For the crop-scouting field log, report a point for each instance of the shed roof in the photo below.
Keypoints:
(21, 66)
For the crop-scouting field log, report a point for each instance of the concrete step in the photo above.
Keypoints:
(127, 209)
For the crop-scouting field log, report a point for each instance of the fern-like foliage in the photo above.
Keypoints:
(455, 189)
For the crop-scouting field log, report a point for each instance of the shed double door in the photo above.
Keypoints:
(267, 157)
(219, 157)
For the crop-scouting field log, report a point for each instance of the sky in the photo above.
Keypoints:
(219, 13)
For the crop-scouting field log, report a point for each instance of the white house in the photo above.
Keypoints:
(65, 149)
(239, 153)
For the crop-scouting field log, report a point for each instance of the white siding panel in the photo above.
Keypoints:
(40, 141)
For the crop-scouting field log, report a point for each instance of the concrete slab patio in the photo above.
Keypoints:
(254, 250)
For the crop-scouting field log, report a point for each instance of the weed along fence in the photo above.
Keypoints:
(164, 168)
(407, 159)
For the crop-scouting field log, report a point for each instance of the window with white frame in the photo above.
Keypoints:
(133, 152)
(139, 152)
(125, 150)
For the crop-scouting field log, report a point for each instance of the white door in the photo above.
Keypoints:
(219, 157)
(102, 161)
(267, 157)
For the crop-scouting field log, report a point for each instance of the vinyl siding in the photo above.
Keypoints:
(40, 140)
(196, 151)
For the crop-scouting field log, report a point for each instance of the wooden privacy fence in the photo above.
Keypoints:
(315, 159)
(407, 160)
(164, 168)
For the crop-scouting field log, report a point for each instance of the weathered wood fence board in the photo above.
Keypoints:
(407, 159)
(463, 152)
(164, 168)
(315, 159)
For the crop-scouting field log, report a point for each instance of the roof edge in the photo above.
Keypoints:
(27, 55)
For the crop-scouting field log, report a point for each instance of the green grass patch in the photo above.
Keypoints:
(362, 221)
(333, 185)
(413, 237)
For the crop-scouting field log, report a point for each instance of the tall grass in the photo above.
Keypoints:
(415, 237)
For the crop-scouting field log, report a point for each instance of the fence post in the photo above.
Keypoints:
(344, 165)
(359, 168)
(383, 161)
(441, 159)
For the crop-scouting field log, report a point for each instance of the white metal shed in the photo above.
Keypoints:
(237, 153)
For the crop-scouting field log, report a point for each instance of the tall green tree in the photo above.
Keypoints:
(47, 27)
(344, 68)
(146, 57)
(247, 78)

-=-=-

*Work order*
Read through the entries, then copy every line where the string "shed" is found.

*Task solution*
For the crop-scouting field log, report a point for each instance of the shed roof in the photo below.
For the crop-scouting field log, report a point for each instance of the shed double door in the photo above.
For the crop-scouting field log, report a point for each instance of the white metal shed in the photo above.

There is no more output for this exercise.